··· Data to use ···
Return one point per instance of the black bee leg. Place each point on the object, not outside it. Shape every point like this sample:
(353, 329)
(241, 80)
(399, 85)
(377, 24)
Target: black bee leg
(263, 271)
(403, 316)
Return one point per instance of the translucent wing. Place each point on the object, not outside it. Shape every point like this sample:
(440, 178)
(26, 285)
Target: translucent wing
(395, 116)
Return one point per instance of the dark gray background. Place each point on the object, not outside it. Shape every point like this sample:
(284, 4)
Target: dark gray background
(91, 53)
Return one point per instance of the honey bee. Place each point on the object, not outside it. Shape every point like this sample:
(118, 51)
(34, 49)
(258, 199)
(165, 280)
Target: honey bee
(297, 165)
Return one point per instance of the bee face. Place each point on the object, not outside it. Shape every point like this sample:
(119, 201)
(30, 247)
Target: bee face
···
* **Instructions to follow**:
Repeat the material in full, exactly as it stands.

* **Full answer**:
Return one point per instance of the black bee leg. Place each point on the object, not outside it. Shape every point like this sample:
(353, 329)
(241, 80)
(399, 85)
(377, 24)
Target: black bee leg
(263, 271)
(403, 316)
Return one point per instance of the translucent wing. Place each point on the object, not outside it. Shape every point like this sample:
(440, 178)
(26, 285)
Target: translucent wing
(395, 116)
Return one point per instance of the dark gray background. Place each point on the object, not outside it. Shape every point like this sample:
(284, 4)
Target: dark gray background
(91, 53)
Return one point per instance of the honey bee. Place each point on the object, not outside it. Shape every point like this sample:
(118, 51)
(34, 49)
(258, 199)
(165, 280)
Target: honey bee
(297, 165)
Return one point per instance of the bee face. Place each point on the object, not outside it. Shape every point like this sample:
(119, 201)
(30, 247)
Target: bee face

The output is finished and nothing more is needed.